-- Start SUPPLIED RECORDS --
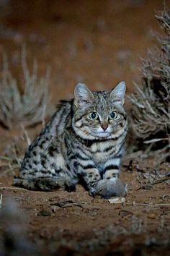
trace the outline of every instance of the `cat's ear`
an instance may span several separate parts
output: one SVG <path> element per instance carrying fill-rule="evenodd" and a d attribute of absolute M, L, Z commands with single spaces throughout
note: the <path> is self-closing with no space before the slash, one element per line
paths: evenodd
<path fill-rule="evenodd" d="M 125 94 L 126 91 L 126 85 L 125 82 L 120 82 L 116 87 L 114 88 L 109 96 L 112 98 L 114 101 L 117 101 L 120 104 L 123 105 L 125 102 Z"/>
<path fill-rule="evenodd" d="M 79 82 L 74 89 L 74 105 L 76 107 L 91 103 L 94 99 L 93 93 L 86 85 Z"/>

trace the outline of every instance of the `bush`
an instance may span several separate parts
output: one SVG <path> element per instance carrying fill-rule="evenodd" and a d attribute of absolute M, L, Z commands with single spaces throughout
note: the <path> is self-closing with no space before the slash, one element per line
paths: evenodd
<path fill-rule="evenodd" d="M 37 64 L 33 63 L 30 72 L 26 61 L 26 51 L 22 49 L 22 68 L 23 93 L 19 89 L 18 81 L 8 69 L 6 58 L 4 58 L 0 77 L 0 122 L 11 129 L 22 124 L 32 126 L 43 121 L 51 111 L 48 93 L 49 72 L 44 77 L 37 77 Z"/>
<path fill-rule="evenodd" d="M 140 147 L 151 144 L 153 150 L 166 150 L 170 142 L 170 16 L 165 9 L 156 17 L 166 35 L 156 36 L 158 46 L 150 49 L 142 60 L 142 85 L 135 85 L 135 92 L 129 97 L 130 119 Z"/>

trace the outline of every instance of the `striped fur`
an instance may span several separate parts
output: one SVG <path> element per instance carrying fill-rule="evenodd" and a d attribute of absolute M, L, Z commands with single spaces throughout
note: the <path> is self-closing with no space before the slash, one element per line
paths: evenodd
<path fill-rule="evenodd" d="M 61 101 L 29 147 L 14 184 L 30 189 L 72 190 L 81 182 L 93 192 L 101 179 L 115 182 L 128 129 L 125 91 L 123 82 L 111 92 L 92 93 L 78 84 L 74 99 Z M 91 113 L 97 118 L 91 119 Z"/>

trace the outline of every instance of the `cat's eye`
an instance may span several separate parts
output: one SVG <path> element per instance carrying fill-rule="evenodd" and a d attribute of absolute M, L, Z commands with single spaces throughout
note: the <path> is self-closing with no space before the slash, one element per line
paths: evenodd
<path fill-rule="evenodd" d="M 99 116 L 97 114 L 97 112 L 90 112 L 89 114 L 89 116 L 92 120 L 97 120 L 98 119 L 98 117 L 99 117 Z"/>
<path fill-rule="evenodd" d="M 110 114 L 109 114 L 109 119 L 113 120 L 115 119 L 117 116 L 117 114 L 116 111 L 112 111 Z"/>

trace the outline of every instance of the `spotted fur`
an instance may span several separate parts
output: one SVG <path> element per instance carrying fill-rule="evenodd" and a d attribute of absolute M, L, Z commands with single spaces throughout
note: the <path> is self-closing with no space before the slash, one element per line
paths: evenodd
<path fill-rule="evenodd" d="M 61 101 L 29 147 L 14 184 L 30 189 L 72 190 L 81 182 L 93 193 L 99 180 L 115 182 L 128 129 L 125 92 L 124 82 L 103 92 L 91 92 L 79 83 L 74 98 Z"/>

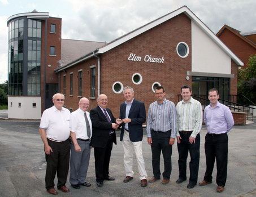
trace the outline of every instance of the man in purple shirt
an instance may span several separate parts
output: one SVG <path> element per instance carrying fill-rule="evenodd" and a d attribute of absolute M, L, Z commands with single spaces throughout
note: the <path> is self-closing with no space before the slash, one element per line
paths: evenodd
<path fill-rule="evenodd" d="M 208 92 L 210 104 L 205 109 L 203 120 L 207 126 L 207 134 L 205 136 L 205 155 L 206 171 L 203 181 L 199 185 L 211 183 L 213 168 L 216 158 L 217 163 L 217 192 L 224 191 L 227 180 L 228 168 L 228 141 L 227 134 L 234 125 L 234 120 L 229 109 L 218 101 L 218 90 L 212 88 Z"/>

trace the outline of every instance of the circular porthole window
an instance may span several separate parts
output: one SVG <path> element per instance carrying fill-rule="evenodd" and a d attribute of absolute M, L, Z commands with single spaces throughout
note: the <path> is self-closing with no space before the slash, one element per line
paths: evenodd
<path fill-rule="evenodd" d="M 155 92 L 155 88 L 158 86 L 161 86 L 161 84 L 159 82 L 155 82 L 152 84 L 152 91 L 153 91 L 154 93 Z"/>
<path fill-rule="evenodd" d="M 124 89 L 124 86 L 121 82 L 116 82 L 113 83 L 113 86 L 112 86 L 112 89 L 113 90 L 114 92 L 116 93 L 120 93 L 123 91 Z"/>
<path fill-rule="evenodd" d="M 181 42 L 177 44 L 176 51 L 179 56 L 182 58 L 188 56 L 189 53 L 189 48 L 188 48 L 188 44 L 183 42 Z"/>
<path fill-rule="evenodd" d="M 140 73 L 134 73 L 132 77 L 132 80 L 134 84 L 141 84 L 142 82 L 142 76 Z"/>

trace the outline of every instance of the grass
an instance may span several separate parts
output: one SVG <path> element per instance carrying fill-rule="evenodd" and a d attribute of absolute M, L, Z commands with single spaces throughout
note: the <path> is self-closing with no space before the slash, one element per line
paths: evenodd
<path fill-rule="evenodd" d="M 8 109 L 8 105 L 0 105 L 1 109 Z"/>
-- End SUPPLIED RECORDS --
-- Start SUPPLIED RECORDS --
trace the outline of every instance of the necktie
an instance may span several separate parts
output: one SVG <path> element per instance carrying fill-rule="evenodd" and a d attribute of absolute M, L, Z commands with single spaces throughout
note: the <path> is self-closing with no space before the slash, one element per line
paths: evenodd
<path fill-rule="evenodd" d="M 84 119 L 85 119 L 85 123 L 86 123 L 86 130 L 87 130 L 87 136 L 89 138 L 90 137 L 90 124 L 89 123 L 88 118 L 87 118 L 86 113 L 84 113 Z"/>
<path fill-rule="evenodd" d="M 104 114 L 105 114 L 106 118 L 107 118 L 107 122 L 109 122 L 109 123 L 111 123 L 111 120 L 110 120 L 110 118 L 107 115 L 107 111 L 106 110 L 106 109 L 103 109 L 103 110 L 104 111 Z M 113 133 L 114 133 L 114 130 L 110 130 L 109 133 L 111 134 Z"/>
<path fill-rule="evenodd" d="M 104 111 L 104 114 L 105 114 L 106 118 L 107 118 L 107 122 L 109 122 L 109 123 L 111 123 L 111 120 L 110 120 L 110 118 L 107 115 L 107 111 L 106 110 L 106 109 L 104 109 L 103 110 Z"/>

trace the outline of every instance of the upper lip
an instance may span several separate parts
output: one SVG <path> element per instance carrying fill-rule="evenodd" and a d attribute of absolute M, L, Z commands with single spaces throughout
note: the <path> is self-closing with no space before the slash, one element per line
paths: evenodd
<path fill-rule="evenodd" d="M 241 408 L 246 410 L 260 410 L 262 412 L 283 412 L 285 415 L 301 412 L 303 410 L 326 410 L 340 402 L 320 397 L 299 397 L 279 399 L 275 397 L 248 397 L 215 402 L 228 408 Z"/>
-- End SUPPLIED RECORDS --
-- Start SUPPLIED RECORDS --
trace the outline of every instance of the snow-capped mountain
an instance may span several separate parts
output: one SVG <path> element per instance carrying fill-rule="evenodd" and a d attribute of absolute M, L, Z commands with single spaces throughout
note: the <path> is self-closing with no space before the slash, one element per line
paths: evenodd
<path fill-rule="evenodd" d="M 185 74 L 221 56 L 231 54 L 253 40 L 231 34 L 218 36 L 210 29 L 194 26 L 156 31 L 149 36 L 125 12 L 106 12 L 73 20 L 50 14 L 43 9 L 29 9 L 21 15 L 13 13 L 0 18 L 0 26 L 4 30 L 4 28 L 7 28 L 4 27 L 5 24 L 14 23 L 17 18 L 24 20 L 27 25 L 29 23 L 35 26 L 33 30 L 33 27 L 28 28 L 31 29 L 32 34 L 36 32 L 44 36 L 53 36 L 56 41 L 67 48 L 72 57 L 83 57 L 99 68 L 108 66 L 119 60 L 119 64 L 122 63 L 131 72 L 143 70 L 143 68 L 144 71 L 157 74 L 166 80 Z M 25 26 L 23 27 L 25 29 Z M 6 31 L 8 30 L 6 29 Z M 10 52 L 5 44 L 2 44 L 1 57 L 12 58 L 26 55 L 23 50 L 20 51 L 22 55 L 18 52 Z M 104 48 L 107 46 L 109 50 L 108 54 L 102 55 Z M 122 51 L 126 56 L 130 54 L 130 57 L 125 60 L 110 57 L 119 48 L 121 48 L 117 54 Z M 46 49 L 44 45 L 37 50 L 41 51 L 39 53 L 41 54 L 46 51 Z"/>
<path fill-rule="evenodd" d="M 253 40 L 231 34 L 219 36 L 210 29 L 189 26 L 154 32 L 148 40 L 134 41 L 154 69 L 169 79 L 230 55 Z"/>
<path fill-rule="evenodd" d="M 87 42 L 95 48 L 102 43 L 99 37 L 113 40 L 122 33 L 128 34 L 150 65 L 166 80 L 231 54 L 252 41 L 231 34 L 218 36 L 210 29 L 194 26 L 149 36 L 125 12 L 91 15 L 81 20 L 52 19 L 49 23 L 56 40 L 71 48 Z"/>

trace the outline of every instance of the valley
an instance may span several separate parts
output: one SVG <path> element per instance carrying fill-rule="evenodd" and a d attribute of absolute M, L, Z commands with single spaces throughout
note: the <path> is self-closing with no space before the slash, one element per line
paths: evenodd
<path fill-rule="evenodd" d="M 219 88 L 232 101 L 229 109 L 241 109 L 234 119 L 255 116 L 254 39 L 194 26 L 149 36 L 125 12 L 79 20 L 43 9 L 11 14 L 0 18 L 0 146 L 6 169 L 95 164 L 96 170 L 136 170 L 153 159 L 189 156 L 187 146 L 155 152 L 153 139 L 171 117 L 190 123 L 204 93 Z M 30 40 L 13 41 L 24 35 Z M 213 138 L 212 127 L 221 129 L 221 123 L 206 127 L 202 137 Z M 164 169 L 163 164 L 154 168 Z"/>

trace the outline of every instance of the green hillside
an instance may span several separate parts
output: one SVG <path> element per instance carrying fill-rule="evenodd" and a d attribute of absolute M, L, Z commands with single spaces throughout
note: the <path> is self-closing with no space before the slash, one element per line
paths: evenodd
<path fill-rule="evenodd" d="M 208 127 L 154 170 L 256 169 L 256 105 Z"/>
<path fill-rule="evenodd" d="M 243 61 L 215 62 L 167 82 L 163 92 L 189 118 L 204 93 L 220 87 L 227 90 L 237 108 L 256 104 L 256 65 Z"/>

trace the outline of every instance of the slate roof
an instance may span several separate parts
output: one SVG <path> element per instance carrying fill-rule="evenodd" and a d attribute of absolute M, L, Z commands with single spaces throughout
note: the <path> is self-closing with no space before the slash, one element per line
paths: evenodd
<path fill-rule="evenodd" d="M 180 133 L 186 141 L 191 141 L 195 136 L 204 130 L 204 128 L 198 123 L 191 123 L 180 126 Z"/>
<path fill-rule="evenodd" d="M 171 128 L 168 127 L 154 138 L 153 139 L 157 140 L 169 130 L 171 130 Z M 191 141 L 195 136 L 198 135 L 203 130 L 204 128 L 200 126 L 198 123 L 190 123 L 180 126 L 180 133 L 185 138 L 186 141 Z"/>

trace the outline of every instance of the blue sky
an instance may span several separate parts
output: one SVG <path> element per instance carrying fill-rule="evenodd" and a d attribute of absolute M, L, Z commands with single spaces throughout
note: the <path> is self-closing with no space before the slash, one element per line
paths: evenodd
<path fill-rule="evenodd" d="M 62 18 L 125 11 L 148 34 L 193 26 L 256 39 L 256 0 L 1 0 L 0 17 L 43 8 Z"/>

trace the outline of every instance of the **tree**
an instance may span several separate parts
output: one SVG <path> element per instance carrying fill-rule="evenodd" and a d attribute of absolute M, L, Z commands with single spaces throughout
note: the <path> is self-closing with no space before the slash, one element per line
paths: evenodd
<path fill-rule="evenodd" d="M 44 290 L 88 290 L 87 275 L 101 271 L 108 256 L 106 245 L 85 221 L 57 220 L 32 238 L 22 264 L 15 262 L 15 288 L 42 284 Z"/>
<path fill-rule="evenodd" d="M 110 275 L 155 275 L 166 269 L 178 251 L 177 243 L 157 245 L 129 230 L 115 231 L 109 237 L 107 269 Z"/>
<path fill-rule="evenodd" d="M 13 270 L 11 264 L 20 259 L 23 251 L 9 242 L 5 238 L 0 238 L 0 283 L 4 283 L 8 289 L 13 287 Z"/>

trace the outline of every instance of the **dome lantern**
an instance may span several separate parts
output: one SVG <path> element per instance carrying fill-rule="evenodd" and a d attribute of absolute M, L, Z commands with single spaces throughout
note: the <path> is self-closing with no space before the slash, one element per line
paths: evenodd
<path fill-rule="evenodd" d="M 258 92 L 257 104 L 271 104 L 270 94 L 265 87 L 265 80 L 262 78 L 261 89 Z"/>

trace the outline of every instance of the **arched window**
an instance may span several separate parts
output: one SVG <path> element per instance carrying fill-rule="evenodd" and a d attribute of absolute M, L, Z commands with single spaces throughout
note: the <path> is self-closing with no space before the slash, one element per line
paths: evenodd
-- End SUPPLIED RECORDS --
**EXERCISE BRIEF**: Copy the lines starting with the line that contains "trace the outline of every instance of the man" and going on through the line that contains "208 92 L 210", both included, reproducing them character for character.

**WRITTEN ANSWER**:
trace the outline of every instance of the man in purple shirt
an instance may span several separate parts
output: one SVG <path> element per instance carrying fill-rule="evenodd" and a d attribute of absolute M, L, Z commands with single spaces throughout
note: the <path> is self-closing with no space before the slash, one element per line
paths: evenodd
<path fill-rule="evenodd" d="M 208 92 L 210 104 L 205 109 L 203 120 L 207 126 L 207 134 L 205 136 L 205 155 L 206 171 L 203 181 L 199 185 L 211 183 L 213 168 L 216 158 L 217 163 L 217 192 L 224 191 L 227 180 L 228 168 L 228 141 L 227 134 L 234 125 L 234 120 L 229 109 L 218 101 L 218 90 L 212 88 Z"/>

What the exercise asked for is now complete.